**DIRECTION**
Starting at the beginning of the records and ending at the line that contains "256 62 L 252", write out those lines again with "rear tire" swapped for "back tire" and everything else left unchanged.

- - - - - - -

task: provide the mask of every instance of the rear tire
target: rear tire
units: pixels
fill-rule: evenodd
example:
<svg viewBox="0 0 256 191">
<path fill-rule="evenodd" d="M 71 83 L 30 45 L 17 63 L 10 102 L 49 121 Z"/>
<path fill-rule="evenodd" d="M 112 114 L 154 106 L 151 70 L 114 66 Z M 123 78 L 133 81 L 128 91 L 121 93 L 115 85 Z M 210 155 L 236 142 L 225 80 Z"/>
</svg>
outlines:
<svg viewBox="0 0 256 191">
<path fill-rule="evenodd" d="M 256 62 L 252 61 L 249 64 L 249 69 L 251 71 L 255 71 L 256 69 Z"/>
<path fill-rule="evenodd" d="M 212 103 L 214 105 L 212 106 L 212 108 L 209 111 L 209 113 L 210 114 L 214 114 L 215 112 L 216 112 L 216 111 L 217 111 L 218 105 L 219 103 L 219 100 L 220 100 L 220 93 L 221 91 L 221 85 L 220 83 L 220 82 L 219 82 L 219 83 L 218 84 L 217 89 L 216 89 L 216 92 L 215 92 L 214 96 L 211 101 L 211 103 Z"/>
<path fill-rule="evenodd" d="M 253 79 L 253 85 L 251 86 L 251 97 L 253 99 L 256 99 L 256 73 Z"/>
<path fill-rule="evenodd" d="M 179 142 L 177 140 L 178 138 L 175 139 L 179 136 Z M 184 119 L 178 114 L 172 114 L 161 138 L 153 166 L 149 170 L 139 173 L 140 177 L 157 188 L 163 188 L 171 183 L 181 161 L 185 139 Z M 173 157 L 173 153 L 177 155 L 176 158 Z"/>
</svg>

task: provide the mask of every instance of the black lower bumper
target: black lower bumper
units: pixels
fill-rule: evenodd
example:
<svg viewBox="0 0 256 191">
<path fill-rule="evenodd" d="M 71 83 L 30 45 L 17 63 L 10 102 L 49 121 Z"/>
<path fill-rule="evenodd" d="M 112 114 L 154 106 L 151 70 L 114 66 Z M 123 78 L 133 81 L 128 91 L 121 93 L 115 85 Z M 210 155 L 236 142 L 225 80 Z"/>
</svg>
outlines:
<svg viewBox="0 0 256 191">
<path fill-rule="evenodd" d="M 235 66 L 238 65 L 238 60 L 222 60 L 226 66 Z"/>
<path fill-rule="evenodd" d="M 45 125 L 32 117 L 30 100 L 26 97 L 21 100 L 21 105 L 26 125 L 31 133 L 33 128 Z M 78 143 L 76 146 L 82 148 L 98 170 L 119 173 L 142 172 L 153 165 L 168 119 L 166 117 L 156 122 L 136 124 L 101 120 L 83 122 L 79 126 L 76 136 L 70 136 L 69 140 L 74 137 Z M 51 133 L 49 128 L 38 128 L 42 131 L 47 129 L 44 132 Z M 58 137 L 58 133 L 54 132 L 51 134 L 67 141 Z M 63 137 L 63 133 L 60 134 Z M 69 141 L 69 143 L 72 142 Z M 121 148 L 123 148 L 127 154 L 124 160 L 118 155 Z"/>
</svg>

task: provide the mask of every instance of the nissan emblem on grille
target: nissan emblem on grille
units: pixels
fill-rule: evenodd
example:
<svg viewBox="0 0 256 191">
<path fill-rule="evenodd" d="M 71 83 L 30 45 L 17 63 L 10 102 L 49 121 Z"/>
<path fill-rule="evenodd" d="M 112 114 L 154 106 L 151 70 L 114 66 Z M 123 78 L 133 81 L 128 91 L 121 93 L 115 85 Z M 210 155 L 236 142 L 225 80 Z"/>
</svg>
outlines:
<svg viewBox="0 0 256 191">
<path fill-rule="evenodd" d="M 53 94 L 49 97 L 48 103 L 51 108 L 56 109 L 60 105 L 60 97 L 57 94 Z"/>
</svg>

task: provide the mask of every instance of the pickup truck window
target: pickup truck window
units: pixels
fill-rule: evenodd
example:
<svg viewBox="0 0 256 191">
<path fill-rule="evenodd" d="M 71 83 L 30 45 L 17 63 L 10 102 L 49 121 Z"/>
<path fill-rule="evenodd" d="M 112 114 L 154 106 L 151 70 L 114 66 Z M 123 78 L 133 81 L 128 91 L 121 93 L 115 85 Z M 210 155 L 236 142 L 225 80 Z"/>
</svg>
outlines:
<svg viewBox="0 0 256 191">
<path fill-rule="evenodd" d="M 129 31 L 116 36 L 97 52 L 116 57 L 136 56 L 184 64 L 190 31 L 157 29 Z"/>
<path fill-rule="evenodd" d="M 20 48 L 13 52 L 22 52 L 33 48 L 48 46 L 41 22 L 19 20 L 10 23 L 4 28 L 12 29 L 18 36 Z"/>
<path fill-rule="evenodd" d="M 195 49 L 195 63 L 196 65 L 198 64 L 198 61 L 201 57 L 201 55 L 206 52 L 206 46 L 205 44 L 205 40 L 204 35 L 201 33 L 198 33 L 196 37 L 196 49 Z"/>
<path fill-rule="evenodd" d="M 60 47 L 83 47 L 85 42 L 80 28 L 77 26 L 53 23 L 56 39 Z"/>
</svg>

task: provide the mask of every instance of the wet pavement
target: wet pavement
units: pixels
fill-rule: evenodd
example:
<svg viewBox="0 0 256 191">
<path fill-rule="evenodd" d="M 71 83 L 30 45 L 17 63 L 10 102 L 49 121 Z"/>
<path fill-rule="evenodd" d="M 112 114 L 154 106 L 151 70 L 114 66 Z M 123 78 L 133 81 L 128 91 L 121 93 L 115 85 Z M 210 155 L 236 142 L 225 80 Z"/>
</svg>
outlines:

- - - - - - -

**RESPONSE**
task: provide the mask of every instance of the back tire
target: back tire
units: pixels
fill-rule: evenodd
example:
<svg viewBox="0 0 256 191">
<path fill-rule="evenodd" d="M 71 83 L 30 45 L 17 63 L 10 102 L 49 121 Z"/>
<path fill-rule="evenodd" d="M 112 114 L 154 106 L 151 70 L 114 66 Z M 123 78 L 133 81 L 128 91 L 121 93 L 115 85 Z M 210 155 L 236 142 L 225 80 Z"/>
</svg>
outlines:
<svg viewBox="0 0 256 191">
<path fill-rule="evenodd" d="M 256 62 L 252 61 L 249 64 L 249 69 L 251 71 L 255 71 L 256 69 Z"/>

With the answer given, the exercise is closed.